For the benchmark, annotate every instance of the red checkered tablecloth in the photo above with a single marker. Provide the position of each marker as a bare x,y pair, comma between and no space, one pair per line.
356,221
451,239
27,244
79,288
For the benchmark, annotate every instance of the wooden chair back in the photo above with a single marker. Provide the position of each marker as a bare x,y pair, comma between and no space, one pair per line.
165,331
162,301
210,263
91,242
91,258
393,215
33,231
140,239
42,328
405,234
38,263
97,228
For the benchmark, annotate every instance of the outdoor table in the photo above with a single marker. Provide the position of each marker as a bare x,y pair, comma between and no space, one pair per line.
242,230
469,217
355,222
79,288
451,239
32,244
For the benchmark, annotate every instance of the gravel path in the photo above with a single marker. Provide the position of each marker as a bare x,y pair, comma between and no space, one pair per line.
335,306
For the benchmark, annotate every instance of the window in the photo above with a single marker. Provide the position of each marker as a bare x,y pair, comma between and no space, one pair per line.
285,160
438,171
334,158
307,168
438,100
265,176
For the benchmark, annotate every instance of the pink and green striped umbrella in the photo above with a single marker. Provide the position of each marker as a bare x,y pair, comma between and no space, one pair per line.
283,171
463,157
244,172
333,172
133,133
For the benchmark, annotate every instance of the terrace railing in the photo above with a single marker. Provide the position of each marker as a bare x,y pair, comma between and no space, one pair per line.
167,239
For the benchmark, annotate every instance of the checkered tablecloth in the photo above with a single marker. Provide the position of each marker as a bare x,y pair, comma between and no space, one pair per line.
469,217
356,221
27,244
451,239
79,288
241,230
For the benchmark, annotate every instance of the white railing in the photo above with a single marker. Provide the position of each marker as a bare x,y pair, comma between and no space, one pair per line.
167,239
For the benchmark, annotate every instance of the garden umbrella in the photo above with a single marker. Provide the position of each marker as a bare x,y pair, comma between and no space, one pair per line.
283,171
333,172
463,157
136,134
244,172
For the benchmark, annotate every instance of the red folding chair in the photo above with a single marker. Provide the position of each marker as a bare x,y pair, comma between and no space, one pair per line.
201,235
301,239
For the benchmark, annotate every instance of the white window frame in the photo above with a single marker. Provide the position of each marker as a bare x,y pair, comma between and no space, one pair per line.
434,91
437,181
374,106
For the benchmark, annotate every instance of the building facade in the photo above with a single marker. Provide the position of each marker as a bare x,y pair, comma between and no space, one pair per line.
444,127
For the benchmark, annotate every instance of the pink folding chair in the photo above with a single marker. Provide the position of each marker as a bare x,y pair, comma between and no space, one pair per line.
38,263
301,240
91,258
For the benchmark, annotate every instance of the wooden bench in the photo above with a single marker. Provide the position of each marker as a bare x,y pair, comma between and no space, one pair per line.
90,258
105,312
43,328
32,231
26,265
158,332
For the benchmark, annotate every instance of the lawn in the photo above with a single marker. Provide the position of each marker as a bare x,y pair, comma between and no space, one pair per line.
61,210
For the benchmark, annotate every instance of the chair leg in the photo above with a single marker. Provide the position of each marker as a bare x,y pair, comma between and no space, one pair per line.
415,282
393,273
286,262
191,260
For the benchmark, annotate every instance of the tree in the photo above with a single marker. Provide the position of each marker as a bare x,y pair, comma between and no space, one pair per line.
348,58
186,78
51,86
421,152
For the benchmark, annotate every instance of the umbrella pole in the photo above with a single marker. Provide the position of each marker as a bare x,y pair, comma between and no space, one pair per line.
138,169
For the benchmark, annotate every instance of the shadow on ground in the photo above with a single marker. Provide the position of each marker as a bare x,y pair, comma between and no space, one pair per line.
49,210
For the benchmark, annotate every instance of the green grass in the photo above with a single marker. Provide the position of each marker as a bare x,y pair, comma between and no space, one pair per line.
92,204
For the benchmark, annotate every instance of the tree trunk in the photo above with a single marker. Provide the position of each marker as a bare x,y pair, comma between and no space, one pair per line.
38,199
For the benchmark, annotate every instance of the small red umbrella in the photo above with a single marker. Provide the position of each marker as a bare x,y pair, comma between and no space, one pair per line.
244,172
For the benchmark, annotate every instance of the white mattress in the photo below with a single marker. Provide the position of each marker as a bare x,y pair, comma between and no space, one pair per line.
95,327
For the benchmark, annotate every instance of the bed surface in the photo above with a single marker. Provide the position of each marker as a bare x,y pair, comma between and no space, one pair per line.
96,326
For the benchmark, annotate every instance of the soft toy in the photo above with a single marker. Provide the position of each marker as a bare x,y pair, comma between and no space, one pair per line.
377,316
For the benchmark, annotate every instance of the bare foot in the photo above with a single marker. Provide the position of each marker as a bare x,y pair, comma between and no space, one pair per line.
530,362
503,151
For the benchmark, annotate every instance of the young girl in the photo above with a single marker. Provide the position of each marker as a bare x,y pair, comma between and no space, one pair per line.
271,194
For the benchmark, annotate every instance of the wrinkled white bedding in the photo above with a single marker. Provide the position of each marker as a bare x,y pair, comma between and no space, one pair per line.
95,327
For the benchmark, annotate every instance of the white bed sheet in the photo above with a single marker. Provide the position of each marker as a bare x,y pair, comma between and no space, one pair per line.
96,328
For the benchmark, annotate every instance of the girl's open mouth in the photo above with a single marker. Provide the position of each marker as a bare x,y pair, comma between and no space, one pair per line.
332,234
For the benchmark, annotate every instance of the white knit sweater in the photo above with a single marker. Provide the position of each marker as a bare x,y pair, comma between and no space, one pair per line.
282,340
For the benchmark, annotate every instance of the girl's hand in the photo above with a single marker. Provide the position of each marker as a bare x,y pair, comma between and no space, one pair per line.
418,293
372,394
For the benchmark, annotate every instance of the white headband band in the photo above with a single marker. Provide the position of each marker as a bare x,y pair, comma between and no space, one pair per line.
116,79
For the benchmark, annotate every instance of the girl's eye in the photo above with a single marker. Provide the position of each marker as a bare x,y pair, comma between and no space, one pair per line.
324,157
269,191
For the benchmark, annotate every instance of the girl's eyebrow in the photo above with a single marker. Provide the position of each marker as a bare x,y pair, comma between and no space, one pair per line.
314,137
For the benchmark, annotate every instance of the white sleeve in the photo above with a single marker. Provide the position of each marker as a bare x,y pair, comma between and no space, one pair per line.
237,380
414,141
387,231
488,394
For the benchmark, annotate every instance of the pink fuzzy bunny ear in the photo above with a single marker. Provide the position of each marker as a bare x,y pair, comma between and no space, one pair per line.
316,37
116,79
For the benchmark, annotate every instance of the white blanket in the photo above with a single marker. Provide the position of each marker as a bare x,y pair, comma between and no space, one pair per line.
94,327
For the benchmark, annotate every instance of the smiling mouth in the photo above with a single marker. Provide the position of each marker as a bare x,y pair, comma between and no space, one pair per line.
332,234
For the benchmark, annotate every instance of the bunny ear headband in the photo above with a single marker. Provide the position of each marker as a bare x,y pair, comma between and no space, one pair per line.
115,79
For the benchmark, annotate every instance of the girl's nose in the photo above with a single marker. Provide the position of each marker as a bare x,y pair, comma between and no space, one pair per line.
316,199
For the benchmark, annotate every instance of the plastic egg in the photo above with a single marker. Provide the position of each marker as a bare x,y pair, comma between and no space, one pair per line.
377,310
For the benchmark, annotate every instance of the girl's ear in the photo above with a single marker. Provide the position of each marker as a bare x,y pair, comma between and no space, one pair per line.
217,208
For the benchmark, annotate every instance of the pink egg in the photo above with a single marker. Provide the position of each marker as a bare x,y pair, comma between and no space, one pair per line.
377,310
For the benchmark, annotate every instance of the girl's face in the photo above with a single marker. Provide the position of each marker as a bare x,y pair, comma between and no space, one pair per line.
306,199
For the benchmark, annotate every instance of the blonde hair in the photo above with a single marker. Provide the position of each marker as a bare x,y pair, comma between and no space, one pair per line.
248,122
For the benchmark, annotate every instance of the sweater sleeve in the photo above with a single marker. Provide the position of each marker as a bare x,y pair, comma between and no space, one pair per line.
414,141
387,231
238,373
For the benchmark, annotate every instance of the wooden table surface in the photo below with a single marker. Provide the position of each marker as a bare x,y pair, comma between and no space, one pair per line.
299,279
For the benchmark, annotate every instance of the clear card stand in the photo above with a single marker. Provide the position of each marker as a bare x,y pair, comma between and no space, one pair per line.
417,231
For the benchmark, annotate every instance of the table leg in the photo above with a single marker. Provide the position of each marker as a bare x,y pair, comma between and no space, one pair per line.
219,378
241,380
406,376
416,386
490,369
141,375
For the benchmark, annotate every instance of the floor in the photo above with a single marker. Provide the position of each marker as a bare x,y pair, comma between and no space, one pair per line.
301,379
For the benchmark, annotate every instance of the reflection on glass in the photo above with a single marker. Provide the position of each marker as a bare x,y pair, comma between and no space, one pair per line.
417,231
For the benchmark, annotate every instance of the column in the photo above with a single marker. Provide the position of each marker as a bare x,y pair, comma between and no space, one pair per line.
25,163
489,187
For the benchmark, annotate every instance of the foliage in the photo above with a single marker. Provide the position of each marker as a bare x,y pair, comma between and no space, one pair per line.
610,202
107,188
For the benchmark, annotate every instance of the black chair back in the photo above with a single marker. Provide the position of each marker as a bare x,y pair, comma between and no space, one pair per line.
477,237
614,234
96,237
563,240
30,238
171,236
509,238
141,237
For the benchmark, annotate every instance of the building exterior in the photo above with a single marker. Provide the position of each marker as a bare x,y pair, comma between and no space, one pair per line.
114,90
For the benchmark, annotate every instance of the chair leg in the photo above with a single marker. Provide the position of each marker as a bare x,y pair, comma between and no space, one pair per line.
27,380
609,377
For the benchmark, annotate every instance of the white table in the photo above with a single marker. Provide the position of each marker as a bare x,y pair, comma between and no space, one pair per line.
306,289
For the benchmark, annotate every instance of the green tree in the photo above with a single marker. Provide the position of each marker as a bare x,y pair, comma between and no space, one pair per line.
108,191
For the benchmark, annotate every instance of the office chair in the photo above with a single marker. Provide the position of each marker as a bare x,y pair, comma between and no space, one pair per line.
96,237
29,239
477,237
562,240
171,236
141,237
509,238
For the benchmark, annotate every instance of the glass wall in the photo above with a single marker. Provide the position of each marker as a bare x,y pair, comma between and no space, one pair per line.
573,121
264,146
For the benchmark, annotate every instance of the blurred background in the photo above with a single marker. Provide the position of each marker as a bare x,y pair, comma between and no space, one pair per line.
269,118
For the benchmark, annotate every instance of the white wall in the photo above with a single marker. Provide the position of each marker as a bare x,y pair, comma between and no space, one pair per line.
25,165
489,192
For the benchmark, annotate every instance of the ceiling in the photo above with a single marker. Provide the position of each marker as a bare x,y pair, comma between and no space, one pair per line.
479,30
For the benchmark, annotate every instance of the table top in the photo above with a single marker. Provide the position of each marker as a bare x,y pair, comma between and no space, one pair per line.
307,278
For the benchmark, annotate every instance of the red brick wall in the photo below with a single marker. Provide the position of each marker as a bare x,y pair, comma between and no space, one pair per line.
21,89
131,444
# # # # #
[WHAT YOU ARE ASKED TO DO] From the line containing "For the benchmark, annotate every instance of the blurred" down to the last line, reproduce the records exactly. Include both ends.

[RESULT]
For the benchmark, annotate every instance of the blurred background in the photo above with a single marker. Provide the position of each marker as a bare x,y pair, comma between and no space, one pair per line.
269,118
For the benchmark, annotate every instance of the white wall in the photo above with a single marker. Provide the position of each marker as a bare x,y pair, comma between and no space, one pair per line.
25,165
489,192
For the benchmark, annotate every instance of the ceiling in the photo above with a single marker. Provide the position of each marker as a bare x,y pair, comma between and no space, one pair per line.
479,30
For the benchmark, annotate every instance of the table top in the photo above with a single marker. Provide the position of each marker as a bare x,y pair, comma between and no space, one pair per line.
307,278
For the benchmark, annotate every instance of the red brick wall in the photo below with a single marker. Provide the position of each marker as a bare x,y pair, comma between and no space, one pair per line.
21,89
131,444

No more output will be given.